■ Activity ■
Rewrite the part of the wheel-building passage that opens with the words containing "We start each" and closes with "Unlike Bono.", swapping "linseed oil" for "tung oil".

■ Excerpted passage ■
——

The starting point of the rim determines the build experience and the quality of the wheel. When you build a wheel you change the shape of the rim. Build it up, build it down, and you will see that the rim which laid flat to start no longer does. This is why it is generally inadvisable to reuse a rim. But sometimes you do.

We start each wheel by selecting the right spokes, rim, hub and nipples. We recommend a suitable lacing pattern. Once we get it laced we leave a drop of Triflow between the nipple and spoke hole. We apply a drop of linseed oil to the spoke threads as thread lock. If we are reusing a hub we use spoke head washers to firmly seat the spoke head. If we are reusing a rim we use nipple washers to ensure even tensioning and to better distribute the spoke tension. Finally we build it slowly because cutting corners for speed leads to problems later.


We have found what we were looking for

Unlike Bono.

Gathering shells on the beach

I needed an image that communicated searching and finding. This is my mother shelling on Sanibel.

On one of the applications for one of the wholesalers I described our shop as being located at the dynamic corner of Robert Street North and 9th. This is turning out to be an understatement.

Through our door have walked artists, travelers, business owners, office workers and so many others whose stories are far different from my own. Yesterday I had a conversation with a builder about gentrification and displacement. A few hours later when the sun was low and I was getting ready to close up and crack a beer, a man pushing a walker came through our front door. He started name dropping Campagnolo, Shimano and Suntour. Turns out, his buddy in high school set up a shell company to buy bike parts at wholesale for his personal bike builds. Amazing. When we wrapped up he was talking about how he might harness one of the Lime scooters for a little extra speed. Brilliant.

——

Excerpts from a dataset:
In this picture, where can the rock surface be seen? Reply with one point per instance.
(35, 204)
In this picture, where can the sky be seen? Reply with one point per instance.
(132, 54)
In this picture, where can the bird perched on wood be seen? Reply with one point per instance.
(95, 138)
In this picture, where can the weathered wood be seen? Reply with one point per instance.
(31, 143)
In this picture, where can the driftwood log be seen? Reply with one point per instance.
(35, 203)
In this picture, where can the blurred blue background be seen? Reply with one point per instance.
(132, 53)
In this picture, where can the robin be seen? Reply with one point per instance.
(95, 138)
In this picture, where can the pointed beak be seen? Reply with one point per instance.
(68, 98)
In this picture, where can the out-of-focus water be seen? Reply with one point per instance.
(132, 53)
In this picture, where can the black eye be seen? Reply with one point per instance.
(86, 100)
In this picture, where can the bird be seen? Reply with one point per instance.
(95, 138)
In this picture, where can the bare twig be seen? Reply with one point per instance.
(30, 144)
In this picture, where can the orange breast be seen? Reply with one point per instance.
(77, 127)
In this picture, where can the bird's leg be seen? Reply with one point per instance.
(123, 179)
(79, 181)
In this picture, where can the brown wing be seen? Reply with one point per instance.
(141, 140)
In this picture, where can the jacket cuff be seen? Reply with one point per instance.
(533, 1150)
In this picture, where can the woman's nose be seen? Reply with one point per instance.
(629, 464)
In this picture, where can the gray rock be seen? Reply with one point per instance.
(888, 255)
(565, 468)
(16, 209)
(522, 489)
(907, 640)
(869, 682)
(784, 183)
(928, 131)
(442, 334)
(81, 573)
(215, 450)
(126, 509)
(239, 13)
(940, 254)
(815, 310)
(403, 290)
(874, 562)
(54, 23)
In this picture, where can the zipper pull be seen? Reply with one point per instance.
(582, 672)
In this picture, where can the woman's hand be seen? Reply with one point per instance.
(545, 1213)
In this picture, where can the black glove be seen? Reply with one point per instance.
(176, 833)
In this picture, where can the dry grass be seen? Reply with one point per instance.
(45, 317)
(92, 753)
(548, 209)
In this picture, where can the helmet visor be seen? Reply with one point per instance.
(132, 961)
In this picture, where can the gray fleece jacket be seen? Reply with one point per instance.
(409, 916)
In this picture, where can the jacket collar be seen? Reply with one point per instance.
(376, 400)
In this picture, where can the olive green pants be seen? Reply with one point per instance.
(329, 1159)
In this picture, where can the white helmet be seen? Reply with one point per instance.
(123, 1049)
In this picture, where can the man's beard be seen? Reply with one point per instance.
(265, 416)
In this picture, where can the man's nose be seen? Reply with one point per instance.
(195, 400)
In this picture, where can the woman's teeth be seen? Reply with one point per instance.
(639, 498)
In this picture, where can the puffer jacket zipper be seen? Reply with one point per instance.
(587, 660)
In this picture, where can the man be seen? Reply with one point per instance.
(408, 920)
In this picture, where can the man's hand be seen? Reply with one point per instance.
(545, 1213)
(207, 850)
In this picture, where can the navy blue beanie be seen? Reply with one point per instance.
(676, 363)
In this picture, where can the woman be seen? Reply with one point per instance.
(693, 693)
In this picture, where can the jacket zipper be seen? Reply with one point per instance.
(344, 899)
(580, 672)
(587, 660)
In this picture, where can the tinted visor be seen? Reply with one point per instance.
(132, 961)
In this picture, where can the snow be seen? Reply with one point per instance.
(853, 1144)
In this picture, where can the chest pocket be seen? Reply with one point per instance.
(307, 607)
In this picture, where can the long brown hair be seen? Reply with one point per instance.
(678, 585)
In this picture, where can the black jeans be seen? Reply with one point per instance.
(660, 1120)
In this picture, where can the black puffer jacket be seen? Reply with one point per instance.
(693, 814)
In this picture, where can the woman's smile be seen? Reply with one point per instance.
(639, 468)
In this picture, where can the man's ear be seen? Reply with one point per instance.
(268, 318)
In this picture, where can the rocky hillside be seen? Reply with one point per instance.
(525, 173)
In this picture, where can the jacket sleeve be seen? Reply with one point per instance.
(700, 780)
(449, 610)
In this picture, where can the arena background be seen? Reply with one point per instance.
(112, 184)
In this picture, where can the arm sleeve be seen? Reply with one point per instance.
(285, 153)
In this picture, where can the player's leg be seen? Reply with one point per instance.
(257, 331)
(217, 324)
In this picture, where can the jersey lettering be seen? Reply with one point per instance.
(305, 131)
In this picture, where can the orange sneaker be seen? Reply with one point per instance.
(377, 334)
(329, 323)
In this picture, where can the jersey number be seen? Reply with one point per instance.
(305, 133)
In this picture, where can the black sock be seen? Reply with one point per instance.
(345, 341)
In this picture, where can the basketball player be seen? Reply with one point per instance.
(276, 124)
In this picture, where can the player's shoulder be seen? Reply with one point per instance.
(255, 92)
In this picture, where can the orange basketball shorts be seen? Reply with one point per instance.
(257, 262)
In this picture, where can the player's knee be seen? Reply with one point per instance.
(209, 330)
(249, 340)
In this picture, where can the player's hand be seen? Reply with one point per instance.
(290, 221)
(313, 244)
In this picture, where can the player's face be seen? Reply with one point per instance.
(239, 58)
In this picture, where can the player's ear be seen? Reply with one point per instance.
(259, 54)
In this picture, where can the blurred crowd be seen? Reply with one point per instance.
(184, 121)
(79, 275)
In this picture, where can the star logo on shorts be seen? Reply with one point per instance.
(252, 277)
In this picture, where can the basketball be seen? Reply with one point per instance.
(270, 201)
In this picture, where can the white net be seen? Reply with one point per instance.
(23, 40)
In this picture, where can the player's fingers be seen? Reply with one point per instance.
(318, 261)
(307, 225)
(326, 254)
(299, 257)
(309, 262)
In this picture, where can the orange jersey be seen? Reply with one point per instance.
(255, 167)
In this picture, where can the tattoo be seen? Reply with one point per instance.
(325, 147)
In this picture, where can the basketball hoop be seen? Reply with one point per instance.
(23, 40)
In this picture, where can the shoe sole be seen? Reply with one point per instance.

——

■ Problem solution ■
We start each wheel by selecting the right spokes, rim, hub and nipples. We recommend a suitable lacing pattern. Once we get it laced we leave a drop of Triflow between the nipple and spoke hole. We apply a drop of tung oil to the spoke threads as thread lock. If we are reusing a hub we use spoke head washers to firmly seat the spoke head. If we are reusing a rim we use nipple washers to ensure even tensioning and to better distribute the spoke tension. Finally we build it slowly because cutting corners for speed leads to problems later.


We have found what we were looking for

Unlike Bono.